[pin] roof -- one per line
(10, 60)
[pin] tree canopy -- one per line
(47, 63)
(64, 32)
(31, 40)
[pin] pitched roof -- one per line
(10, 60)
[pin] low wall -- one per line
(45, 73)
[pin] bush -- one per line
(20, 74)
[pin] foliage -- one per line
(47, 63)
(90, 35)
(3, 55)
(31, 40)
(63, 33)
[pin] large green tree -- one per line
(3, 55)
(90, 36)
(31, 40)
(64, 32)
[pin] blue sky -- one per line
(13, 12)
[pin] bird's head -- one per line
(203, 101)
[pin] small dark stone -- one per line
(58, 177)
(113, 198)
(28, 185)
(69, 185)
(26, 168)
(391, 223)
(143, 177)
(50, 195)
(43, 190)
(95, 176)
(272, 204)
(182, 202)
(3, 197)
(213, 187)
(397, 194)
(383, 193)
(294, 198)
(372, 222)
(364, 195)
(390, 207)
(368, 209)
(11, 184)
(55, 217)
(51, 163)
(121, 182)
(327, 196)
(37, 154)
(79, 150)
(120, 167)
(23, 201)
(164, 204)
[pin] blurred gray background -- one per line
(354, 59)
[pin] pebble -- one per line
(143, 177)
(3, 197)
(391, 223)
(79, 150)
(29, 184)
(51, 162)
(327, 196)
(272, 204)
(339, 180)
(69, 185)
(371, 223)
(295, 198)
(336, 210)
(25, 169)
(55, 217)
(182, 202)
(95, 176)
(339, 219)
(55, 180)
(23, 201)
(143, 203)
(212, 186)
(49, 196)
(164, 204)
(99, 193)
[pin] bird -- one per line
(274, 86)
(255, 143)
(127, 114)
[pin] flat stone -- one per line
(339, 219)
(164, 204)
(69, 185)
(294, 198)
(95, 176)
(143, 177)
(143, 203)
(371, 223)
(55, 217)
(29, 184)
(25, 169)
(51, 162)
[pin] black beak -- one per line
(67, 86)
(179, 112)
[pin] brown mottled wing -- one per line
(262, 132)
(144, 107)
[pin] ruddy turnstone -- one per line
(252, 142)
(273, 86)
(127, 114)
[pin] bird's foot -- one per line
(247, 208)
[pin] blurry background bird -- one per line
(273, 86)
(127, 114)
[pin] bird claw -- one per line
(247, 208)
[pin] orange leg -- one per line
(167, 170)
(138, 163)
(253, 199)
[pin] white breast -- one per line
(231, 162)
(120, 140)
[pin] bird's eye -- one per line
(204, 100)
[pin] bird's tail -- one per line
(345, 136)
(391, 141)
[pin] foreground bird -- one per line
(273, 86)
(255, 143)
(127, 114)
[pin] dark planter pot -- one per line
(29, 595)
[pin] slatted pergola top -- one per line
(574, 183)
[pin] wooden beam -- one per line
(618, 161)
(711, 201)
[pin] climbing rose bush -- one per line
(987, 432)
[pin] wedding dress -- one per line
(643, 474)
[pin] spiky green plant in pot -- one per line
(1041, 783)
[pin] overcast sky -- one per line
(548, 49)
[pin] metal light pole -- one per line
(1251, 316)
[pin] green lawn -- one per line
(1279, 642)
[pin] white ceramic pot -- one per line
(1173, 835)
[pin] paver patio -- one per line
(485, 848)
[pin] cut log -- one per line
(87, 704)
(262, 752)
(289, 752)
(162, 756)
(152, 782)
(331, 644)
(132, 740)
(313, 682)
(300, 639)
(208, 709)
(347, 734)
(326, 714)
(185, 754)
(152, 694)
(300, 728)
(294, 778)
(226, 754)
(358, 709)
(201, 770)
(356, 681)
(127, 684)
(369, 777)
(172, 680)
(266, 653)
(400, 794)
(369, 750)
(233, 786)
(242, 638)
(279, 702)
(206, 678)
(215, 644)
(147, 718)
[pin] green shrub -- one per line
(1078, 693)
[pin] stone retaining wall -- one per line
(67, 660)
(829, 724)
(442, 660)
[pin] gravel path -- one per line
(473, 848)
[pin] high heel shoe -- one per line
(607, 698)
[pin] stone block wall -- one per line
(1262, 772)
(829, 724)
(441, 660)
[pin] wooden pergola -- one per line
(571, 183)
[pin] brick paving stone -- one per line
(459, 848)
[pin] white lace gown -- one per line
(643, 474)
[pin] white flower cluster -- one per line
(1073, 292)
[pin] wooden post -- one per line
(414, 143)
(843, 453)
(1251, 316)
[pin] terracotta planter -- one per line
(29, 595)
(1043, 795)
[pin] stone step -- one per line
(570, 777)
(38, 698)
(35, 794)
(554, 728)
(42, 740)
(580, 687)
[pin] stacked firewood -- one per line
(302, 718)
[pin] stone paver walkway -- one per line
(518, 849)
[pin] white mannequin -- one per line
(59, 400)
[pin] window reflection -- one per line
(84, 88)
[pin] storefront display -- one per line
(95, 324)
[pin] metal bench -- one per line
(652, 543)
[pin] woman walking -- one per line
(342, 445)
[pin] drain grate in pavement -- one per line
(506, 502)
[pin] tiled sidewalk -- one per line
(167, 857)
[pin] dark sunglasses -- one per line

++++++

_What to produce:_
Rewrite the records above as a JSON list of strings, with one string for each line and no entries for blank lines.

_Response to this exercise:_
[
  "[pin] roof -- one per line",
  "(10, 60)",
  "[pin] tree canopy -- one per line",
  "(47, 63)",
  "(64, 32)",
  "(31, 40)",
  "[pin] pitched roof -- one per line",
  "(10, 60)",
  "[pin] low wall -- one per line",
  "(45, 73)",
  "[pin] bush -- one per line",
  "(20, 74)",
  "[pin] foliage -- one per line",
  "(47, 63)",
  "(90, 35)",
  "(3, 55)",
  "(31, 40)",
  "(63, 33)",
  "[pin] large green tree -- one per line",
  "(3, 55)",
  "(90, 36)",
  "(31, 40)",
  "(64, 32)",
  "[pin] blue sky -- one per line",
  "(13, 12)",
  "[pin] bird's head -- one per line",
  "(203, 101)",
  "[pin] small dark stone -- one per line",
  "(58, 177)",
  "(113, 198)",
  "(28, 185)",
  "(69, 185)",
  "(26, 168)",
  "(391, 223)",
  "(143, 177)",
  "(50, 195)",
  "(43, 190)",
  "(95, 176)",
  "(272, 204)",
  "(182, 202)",
  "(3, 197)",
  "(213, 187)",
  "(397, 194)",
  "(383, 193)",
  "(294, 198)",
  "(372, 222)",
  "(364, 195)",
  "(390, 207)",
  "(368, 209)",
  "(11, 184)",
  "(55, 217)",
  "(51, 163)",
  "(121, 182)",
  "(327, 196)",
  "(37, 154)",
  "(79, 150)",
  "(120, 167)",
  "(23, 201)",
  "(164, 204)",
  "[pin] blurred gray background -- one per line",
  "(354, 59)",
  "[pin] pebble -- one per line",
  "(143, 177)",
  "(3, 197)",
  "(391, 223)",
  "(79, 150)",
  "(29, 184)",
  "(51, 162)",
  "(327, 196)",
  "(272, 204)",
  "(339, 180)",
  "(69, 185)",
  "(371, 223)",
  "(295, 198)",
  "(336, 210)",
  "(25, 169)",
  "(55, 217)",
  "(182, 202)",
  "(95, 176)",
  "(339, 219)",
  "(55, 180)",
  "(23, 201)",
  "(143, 203)",
  "(212, 186)",
  "(49, 196)",
  "(164, 204)",
  "(99, 193)",
  "[pin] bird -- one per line",
  "(274, 86)",
  "(255, 143)",
  "(127, 114)",
  "[pin] flat stone -- one per line",
  "(339, 219)",
  "(164, 204)",
  "(69, 185)",
  "(294, 198)",
  "(95, 176)",
  "(143, 177)",
  "(143, 203)",
  "(371, 223)",
  "(55, 217)",
  "(29, 184)",
  "(25, 169)",
  "(51, 162)",
  "[pin] black beak -- one per line",
  "(67, 86)",
  "(179, 112)",
  "[pin] brown mottled wing -- one per line",
  "(262, 132)",
  "(144, 107)",
  "[pin] ruddy turnstone -- one per line",
  "(252, 142)",
  "(273, 86)",
  "(127, 114)",
  "[pin] bird's foot -- one per line",
  "(247, 208)",
  "[pin] blurry background bird -- one per line",
  "(273, 86)",
  "(127, 114)",
  "[pin] bird claw -- one per line",
  "(247, 208)",
  "[pin] orange leg -- one per line",
  "(167, 170)",
  "(138, 163)",
  "(253, 199)",
  "[pin] white breast -- one per line",
  "(231, 162)",
  "(120, 140)",
  "[pin] bird's eye -- one per line",
  "(204, 100)",
  "[pin] bird's tail -- one per line",
  "(345, 136)",
  "(391, 141)",
  "[pin] foreground bird -- one per line",
  "(273, 86)",
  "(255, 143)",
  "(127, 114)",
  "[pin] dark planter pot -- one per line",
  "(29, 595)",
  "[pin] slatted pergola top -- one per line",
  "(574, 183)",
  "[pin] wooden beam -- one per line",
  "(618, 161)",
  "(711, 201)",
  "[pin] climbing rose bush -- one per line",
  "(987, 432)",
  "[pin] wedding dress -- one per line",
  "(643, 474)",
  "[pin] spiky green plant in pot -- one per line",
  "(1041, 783)",
  "[pin] overcast sky -- one per line",
  "(548, 49)",
  "[pin] metal light pole -- one per line",
  "(1251, 316)",
  "[pin] green lawn -- one per line",
  "(1279, 642)",
  "[pin] white ceramic pot -- one per line",
  "(1173, 835)",
  "[pin] paver patio -- one per line",
  "(485, 848)",
  "[pin] cut log -- one per line",
  "(87, 704)",
  "(262, 752)",
  "(289, 752)",
  "(162, 756)",
  "(152, 782)",
  "(331, 644)",
  "(132, 740)",
  "(313, 682)",
  "(300, 639)",
  "(208, 709)",
  "(347, 734)",
  "(326, 714)",
  "(185, 754)",
  "(152, 694)",
  "(300, 728)",
  "(294, 778)",
  "(226, 754)",
  "(358, 709)",
  "(201, 770)",
  "(356, 681)",
  "(127, 684)",
  "(369, 777)",
  "(172, 680)",
  "(266, 653)",
  "(400, 794)",
  "(369, 750)",
  "(233, 786)",
  "(242, 638)",
  "(279, 702)",
  "(206, 678)",
  "(215, 644)",
  "(147, 718)",
  "[pin] green shrub -- one per line",
  "(1078, 693)",
  "[pin] stone retaining wall -- one per line",
  "(67, 660)",
  "(829, 724)",
  "(442, 660)",
  "[pin] gravel path -- one per line",
  "(473, 848)",
  "[pin] high heel shoe -- one per line",
  "(607, 698)",
  "[pin] stone block wall -- one per line",
  "(1262, 772)",
  "(829, 724)",
  "(441, 660)",
  "[pin] wooden pergola -- one per line",
  "(571, 183)",
  "[pin] brick paving stone -- one per line",
  "(459, 848)",
  "[pin] white lace gown -- one per line",
  "(643, 474)",
  "[pin] white flower cluster -- one per line",
  "(1073, 292)",
  "[pin] wooden post -- one per line",
  "(414, 143)",
  "(843, 453)",
  "(1251, 316)",
  "[pin] terracotta planter -- one per line",
  "(29, 595)",
  "(1043, 795)",
  "[pin] stone step -- one per line",
  "(570, 777)",
  "(38, 698)",
  "(35, 794)",
  "(554, 728)",
  "(42, 740)",
  "(580, 687)",
  "[pin] stacked firewood -- one per line",
  "(302, 718)",
  "[pin] stone paver walkway -- one per line",
  "(518, 849)",
  "[pin] white mannequin -- one per line",
  "(59, 400)",
  "[pin] window reflection -- one per line",
  "(84, 88)",
  "[pin] storefront display -- one per line",
  "(95, 324)",
  "[pin] metal bench -- one per line",
  "(652, 543)",
  "[pin] woman walking -- one per line",
  "(342, 445)",
  "[pin] drain grate in pavement -- one per line",
  "(506, 502)",
  "[pin] tiled sidewalk -- one per line",
  "(167, 857)",
  "[pin] dark sunglasses -- one per line"
]